TASK INSTRUCTIONS
Copy the records from their first line through the line containing "point(739, 264)", and leave the pictures out of your copy.

Collected data
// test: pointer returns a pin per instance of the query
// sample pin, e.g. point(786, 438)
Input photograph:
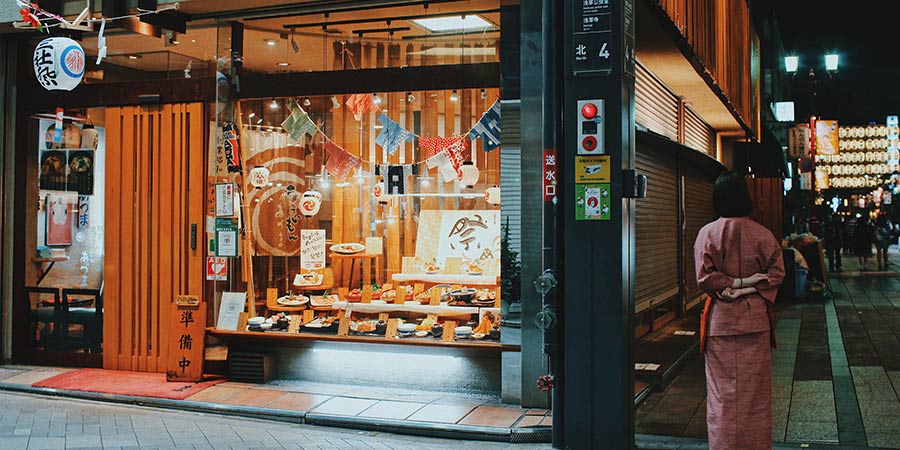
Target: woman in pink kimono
point(739, 264)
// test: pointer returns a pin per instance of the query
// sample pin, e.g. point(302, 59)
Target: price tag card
point(449, 331)
point(435, 297)
point(296, 321)
point(392, 327)
point(344, 326)
point(452, 265)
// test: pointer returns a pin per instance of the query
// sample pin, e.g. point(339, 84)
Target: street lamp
point(831, 62)
point(791, 63)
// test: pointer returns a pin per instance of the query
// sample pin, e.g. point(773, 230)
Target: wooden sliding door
point(154, 198)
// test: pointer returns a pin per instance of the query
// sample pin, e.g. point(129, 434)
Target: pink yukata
point(738, 354)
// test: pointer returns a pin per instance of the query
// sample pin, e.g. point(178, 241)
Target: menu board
point(312, 249)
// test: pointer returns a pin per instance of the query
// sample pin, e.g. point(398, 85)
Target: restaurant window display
point(64, 278)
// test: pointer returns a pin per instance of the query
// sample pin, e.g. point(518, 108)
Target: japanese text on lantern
point(185, 359)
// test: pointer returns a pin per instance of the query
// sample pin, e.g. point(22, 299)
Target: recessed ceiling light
point(453, 23)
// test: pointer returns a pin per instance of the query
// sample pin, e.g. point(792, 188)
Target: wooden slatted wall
point(656, 245)
point(154, 193)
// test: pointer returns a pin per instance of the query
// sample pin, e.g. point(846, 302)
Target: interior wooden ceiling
point(201, 41)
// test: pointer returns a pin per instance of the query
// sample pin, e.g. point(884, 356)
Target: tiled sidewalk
point(418, 412)
point(836, 373)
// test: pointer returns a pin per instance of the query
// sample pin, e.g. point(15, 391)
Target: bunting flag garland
point(340, 163)
point(360, 104)
point(488, 128)
point(298, 123)
point(392, 135)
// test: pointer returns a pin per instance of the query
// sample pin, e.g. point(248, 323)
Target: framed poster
point(61, 210)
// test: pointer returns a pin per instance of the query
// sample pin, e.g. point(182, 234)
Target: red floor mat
point(125, 383)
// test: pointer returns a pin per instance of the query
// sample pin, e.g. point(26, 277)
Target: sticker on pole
point(592, 202)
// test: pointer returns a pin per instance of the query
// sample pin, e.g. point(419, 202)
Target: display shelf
point(444, 278)
point(284, 338)
point(409, 307)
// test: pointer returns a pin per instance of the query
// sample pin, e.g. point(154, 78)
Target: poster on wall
point(81, 172)
point(312, 249)
point(60, 208)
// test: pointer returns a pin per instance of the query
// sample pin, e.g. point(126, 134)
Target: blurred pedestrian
point(739, 265)
point(834, 242)
point(883, 234)
point(863, 237)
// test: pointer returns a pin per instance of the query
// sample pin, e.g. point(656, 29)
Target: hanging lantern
point(58, 63)
point(258, 176)
point(492, 195)
point(379, 192)
point(310, 203)
point(89, 137)
point(468, 174)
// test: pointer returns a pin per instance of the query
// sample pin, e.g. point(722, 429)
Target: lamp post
point(792, 66)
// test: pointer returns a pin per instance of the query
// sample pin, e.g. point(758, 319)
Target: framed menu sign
point(312, 249)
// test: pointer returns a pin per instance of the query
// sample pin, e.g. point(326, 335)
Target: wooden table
point(366, 264)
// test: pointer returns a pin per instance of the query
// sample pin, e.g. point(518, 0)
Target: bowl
point(256, 320)
point(463, 295)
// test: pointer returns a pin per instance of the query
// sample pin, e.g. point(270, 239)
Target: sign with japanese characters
point(591, 36)
point(550, 174)
point(186, 330)
point(58, 64)
point(312, 249)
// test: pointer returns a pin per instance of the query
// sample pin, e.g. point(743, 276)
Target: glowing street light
point(791, 63)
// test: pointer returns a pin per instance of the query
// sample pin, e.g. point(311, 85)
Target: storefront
point(327, 183)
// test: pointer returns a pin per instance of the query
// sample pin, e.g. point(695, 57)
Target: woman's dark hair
point(731, 197)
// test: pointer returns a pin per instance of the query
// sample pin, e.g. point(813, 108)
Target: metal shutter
point(697, 134)
point(656, 245)
point(698, 211)
point(655, 106)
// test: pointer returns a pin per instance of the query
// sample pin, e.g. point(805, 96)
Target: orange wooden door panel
point(154, 194)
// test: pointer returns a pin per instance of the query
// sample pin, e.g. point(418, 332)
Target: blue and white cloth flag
point(392, 135)
point(488, 128)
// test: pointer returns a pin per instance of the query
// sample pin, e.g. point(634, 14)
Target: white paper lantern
point(89, 137)
point(310, 203)
point(379, 192)
point(468, 174)
point(492, 195)
point(58, 63)
point(258, 176)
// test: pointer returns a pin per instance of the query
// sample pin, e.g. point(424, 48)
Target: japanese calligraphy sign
point(186, 335)
point(58, 63)
point(550, 174)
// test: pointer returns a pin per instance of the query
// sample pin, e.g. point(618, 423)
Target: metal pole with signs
point(597, 189)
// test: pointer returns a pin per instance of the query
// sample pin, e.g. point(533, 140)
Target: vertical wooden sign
point(186, 340)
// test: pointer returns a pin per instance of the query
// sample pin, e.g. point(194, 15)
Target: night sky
point(865, 35)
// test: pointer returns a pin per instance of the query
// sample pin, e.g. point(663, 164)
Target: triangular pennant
point(392, 135)
point(488, 128)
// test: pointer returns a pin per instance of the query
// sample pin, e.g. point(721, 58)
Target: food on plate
point(431, 267)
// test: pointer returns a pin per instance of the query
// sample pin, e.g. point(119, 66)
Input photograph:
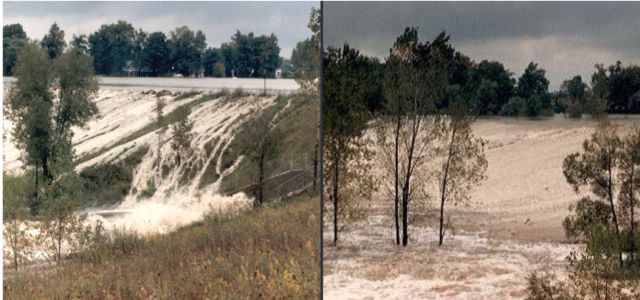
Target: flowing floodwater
point(512, 227)
point(176, 201)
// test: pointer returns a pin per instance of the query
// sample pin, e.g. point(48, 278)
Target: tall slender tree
point(464, 163)
point(54, 42)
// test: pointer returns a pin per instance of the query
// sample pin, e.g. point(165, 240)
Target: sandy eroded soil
point(512, 227)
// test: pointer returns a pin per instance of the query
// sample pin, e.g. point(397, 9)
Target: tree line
point(119, 49)
point(608, 267)
point(426, 150)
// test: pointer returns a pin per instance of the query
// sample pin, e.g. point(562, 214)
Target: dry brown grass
point(270, 253)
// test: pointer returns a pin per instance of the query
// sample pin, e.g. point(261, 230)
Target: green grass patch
point(270, 253)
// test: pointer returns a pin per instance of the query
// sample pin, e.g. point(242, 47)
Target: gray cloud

EXERCISE SOLUTION
// test: pointer returns a pin per instance of the query
// sample pin, e.g. point(786, 438)
Input photograph:
Target: woman in pink kimono
point(739, 264)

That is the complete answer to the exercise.